What you have to do: Read through the listing below and return only the lines containing "thumb".

Stored data:
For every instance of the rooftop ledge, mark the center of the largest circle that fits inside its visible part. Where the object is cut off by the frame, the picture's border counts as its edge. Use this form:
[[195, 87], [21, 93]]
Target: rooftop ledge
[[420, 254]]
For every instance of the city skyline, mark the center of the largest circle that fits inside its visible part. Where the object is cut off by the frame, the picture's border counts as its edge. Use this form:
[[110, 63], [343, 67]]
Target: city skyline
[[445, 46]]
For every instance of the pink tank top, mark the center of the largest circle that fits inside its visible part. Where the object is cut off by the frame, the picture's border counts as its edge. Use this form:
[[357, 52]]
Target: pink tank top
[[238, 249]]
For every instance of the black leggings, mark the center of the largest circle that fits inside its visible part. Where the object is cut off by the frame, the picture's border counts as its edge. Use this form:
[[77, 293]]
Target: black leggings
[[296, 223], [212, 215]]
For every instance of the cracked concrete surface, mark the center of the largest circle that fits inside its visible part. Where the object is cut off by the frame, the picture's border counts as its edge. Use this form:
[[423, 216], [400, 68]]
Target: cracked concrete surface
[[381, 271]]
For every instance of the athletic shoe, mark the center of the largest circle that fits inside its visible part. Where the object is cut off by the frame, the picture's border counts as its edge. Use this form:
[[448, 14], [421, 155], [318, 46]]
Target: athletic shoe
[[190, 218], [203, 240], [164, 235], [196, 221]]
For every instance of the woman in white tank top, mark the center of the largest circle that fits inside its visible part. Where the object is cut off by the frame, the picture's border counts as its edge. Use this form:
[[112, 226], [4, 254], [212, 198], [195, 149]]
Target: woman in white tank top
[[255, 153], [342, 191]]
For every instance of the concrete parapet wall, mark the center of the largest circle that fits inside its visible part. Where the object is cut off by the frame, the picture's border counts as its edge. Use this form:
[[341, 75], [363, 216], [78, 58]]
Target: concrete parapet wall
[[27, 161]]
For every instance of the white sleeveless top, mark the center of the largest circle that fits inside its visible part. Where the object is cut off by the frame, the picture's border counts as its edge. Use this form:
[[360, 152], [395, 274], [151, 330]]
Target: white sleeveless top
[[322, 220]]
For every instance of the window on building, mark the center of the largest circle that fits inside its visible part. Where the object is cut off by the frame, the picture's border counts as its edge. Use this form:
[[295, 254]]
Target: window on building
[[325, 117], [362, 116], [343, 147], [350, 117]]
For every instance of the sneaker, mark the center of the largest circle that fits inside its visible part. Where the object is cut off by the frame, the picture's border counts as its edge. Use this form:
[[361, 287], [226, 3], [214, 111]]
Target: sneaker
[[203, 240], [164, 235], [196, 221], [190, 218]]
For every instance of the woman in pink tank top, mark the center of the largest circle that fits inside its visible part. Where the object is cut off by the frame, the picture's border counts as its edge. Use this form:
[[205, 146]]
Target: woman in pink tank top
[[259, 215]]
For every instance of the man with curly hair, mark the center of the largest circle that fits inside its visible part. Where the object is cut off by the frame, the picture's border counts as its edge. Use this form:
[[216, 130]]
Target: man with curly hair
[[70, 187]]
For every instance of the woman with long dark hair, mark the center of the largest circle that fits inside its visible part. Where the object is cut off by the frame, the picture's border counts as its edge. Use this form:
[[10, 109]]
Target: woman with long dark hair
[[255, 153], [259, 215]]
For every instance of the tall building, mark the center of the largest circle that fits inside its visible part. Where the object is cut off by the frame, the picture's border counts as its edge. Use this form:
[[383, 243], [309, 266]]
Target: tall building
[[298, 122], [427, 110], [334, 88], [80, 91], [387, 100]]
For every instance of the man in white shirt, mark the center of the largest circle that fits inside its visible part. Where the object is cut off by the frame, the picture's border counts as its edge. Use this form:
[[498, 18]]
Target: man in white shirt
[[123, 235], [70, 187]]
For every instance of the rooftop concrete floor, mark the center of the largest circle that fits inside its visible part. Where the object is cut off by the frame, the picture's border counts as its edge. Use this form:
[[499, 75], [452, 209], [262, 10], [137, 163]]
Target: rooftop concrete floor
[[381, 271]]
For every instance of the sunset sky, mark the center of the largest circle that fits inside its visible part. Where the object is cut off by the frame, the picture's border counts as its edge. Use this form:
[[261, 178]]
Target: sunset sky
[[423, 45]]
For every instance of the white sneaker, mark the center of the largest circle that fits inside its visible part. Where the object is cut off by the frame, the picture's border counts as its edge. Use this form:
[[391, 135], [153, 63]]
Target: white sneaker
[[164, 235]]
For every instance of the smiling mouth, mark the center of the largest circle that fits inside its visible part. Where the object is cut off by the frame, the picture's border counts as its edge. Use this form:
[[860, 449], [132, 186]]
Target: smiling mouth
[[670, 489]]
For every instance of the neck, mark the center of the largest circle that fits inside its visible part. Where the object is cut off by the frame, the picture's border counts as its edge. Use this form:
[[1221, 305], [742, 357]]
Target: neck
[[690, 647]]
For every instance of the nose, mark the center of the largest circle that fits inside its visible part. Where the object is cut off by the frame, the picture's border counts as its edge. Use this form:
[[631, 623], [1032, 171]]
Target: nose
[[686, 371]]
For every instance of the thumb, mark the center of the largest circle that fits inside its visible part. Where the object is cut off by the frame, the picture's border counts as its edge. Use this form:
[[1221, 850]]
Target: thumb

Answer below:
For every instance of the thumb, mark the center of the largest circle that fits inside its visible part. Where the object is cut off by the frame, the picture's border counts as its edge. Use this form:
Target: thumb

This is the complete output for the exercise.